What this task involves:
Repeat word for word the lines from the entries below, starting at the line that contains "Objective — drop a marker on each instance of the nose" and ending at the line that contains "[[132, 571], [129, 573]]", with both of those lines included.

start

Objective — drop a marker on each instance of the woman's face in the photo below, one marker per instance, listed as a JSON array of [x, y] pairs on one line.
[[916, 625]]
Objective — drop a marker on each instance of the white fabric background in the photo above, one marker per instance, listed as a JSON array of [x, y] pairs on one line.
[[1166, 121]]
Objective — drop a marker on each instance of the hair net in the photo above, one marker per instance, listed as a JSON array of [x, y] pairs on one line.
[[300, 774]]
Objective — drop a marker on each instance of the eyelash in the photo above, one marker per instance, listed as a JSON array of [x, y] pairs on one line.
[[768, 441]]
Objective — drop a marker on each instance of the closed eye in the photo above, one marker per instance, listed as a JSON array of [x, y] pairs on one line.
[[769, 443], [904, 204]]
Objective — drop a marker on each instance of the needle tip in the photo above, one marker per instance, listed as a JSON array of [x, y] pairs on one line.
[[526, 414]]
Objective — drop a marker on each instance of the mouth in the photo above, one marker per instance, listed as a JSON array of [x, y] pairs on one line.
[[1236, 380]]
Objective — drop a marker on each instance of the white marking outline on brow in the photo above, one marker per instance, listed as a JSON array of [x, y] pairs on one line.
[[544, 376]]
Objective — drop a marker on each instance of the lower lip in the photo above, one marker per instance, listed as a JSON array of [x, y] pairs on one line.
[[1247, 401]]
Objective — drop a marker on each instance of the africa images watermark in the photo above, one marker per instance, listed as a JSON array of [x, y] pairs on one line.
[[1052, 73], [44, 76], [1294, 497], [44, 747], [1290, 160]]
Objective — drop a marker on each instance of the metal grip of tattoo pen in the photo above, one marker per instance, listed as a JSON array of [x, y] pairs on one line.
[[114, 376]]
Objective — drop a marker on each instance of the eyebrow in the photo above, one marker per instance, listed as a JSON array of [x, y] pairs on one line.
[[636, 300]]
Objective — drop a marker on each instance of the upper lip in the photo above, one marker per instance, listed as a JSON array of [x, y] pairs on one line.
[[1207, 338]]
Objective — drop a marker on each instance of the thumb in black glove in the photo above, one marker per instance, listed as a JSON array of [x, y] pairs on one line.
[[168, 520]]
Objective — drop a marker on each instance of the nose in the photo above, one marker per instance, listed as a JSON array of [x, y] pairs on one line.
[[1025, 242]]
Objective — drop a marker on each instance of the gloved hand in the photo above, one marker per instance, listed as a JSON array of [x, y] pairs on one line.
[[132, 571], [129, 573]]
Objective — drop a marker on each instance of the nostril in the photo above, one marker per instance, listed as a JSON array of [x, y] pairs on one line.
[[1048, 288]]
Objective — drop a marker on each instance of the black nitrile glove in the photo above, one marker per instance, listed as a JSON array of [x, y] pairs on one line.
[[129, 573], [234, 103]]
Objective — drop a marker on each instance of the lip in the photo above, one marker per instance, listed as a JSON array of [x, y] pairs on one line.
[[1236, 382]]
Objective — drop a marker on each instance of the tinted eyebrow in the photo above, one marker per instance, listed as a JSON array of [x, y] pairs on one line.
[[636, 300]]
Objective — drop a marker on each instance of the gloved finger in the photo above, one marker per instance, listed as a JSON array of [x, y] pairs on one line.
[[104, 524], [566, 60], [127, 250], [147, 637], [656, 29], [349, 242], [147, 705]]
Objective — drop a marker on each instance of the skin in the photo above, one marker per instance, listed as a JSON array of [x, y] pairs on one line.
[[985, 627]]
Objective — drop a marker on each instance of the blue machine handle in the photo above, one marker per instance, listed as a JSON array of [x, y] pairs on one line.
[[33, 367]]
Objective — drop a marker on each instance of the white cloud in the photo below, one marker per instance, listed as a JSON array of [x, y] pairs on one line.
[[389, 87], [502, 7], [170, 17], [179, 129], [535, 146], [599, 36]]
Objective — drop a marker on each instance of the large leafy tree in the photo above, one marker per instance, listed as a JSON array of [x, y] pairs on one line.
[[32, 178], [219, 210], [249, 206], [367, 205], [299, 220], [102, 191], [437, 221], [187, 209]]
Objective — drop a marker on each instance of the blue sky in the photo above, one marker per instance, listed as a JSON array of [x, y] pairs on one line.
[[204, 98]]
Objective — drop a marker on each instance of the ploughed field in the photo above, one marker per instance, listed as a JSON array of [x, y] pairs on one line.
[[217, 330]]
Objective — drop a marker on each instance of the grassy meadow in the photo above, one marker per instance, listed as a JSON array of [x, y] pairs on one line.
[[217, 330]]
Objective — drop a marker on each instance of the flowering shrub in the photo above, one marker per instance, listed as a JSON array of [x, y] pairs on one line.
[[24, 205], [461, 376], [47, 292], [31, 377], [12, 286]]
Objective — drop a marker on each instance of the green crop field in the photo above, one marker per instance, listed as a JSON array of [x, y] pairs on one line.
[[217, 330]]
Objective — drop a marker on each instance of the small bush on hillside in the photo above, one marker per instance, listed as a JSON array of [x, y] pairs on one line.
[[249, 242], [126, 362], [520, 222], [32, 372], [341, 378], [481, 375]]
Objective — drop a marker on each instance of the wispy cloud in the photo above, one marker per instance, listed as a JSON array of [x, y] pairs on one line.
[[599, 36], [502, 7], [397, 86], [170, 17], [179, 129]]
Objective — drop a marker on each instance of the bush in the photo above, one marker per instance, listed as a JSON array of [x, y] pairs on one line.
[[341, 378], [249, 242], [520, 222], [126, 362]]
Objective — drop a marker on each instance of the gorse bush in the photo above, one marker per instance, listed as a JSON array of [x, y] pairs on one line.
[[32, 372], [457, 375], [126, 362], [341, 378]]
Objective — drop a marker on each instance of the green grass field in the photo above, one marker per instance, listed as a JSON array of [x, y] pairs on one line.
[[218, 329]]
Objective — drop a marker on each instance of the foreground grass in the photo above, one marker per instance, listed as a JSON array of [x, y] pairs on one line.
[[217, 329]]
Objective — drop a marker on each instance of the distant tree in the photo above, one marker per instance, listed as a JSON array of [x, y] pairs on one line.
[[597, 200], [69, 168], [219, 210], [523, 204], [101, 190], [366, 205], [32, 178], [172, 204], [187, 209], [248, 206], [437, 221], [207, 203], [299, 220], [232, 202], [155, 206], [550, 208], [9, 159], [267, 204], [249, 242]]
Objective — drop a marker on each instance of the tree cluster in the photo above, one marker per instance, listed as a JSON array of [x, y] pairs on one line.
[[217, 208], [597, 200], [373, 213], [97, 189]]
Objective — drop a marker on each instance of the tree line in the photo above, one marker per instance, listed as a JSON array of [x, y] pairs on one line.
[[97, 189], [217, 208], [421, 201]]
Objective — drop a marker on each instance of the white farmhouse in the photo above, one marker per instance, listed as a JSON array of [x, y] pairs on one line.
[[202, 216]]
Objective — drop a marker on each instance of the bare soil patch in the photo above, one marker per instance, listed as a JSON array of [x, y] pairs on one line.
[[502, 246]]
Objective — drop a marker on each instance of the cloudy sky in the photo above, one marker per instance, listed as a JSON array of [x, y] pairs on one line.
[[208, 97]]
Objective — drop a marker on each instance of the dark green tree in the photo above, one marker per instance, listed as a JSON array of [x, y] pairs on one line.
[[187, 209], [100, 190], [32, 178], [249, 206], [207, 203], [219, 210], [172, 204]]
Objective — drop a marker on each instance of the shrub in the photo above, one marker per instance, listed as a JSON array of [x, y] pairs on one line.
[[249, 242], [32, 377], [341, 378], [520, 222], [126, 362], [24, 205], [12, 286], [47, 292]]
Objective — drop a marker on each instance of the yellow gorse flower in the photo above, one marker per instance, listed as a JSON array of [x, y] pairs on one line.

end

Task result:
Objective — drop a marker on each instance of the nose in the photo above, one marker per instance, listed as a JSON array of [x, y] pairs on one line.
[[1025, 242]]
Objective — drop a marker on each instance of the gloved hand in the photo above, one marker per instance, listed as a JSON array of [x, y] pairs on one line.
[[132, 571], [129, 573]]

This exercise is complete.